- INSTRUCTIONS FOR THE TASK
Starting with the line that contains "Place one pin on each instance of the dark" and going on through the end of the entries, rewrite those lines with "tree trunk" swapped for "tree stump", leaving everything else unchanged. Give only those lines.

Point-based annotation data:

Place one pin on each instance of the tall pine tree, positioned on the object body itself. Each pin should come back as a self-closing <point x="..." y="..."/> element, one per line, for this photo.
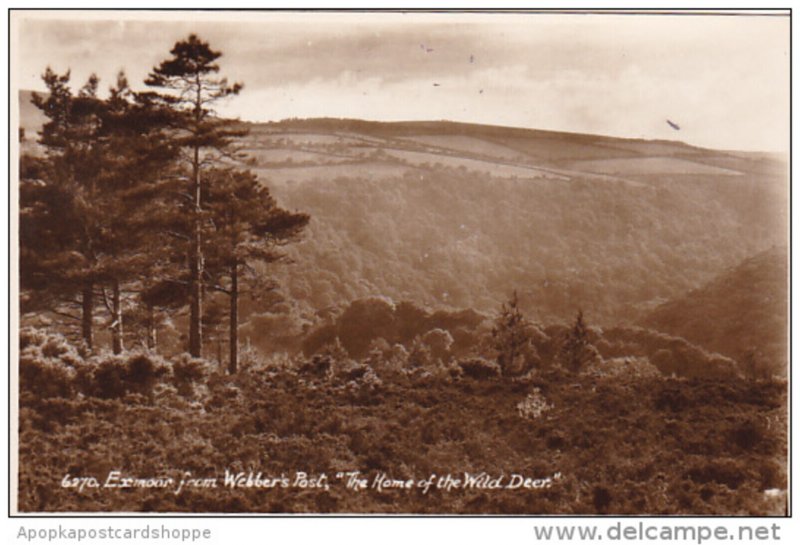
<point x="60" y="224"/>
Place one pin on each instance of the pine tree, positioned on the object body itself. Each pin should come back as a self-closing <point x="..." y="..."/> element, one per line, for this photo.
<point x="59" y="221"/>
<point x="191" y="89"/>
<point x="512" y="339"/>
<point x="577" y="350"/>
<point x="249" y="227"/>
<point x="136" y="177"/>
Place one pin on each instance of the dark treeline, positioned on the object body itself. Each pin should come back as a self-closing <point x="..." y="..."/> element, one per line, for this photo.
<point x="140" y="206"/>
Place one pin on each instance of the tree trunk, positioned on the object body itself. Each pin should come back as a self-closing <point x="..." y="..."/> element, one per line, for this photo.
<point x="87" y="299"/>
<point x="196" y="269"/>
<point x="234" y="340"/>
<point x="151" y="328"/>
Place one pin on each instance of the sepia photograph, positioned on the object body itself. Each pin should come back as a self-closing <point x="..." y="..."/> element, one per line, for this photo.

- THE RESULT
Place one pin on each instance of the dark treeline, positioned on the object body itself. Each pin should come back as a self-closing <point x="..." y="..."/> element, one per line, for this photo.
<point x="140" y="206"/>
Place one pin on each instance of the tree stump, positioned on the object body itself. Each pin should come back as a self-closing <point x="..." y="..."/> element, one per line, for this photo.
<point x="87" y="299"/>
<point x="196" y="269"/>
<point x="234" y="340"/>
<point x="151" y="328"/>
Place one pin on each instance of the sepia photograph, positioned on the object body itself. Each pin should come back as a self-closing <point x="..." y="..."/> element, one per line, for this photo.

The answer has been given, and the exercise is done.